▸ **Extracted material**
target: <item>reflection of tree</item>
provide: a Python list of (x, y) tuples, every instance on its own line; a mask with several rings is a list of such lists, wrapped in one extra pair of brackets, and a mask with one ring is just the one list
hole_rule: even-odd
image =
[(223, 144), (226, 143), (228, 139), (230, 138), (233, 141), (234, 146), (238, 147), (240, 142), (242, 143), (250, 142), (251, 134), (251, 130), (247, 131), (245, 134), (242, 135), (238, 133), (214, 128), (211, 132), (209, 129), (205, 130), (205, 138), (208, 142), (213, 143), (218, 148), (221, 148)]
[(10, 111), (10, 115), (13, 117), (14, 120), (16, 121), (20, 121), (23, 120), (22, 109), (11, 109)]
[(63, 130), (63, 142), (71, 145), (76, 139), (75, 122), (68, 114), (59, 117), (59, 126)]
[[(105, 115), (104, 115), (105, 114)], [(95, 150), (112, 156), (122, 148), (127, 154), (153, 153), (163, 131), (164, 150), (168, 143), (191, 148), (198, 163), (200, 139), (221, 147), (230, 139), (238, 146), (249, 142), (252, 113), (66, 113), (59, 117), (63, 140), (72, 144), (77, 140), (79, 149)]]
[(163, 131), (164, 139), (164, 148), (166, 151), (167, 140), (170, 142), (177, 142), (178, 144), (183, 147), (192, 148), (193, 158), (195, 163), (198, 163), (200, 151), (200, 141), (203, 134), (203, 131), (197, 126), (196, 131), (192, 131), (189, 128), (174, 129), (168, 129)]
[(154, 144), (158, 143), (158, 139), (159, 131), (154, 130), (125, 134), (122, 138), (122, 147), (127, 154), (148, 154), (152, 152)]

▸ **Work instructions**
Rewrite all the records above as a numbered list with one line per item, dropping any blank lines.

▸ **Correct answer**
1. target: <item>reflection of tree</item>
2. provide: a Python list of (x, y) tuples, every instance on its own line; a mask with several rings is a list of such lists, wrapped in one extra pair of brackets, and a mask with one ring is just the one list
3. hole_rule: even-odd
4. image =
5. [(223, 144), (226, 143), (228, 139), (230, 138), (233, 141), (234, 146), (238, 147), (240, 142), (242, 143), (250, 142), (251, 134), (251, 130), (247, 131), (245, 134), (242, 135), (238, 133), (214, 128), (211, 132), (209, 129), (205, 130), (205, 138), (208, 142), (213, 143), (218, 148), (221, 148)]
6. [(10, 111), (10, 115), (13, 117), (14, 120), (16, 121), (20, 121), (23, 120), (22, 109), (11, 109)]
7. [(63, 130), (63, 142), (71, 145), (76, 139), (75, 122), (68, 114), (59, 117), (59, 126)]
8. [[(105, 115), (104, 115), (105, 114)], [(95, 150), (112, 156), (122, 148), (127, 154), (153, 153), (163, 131), (164, 150), (168, 143), (191, 148), (198, 163), (200, 139), (221, 147), (230, 139), (238, 146), (249, 142), (252, 113), (66, 113), (59, 117), (63, 140), (72, 144), (77, 140), (79, 149)]]
9. [(163, 131), (164, 139), (164, 148), (166, 151), (167, 140), (170, 142), (177, 142), (178, 144), (183, 147), (192, 148), (193, 158), (195, 163), (198, 163), (200, 151), (200, 141), (203, 134), (203, 131), (197, 126), (196, 131), (192, 131), (189, 128), (174, 129), (168, 129)]
10. [(154, 144), (158, 143), (158, 139), (159, 131), (154, 130), (125, 134), (122, 138), (122, 147), (127, 154), (148, 154), (152, 152)]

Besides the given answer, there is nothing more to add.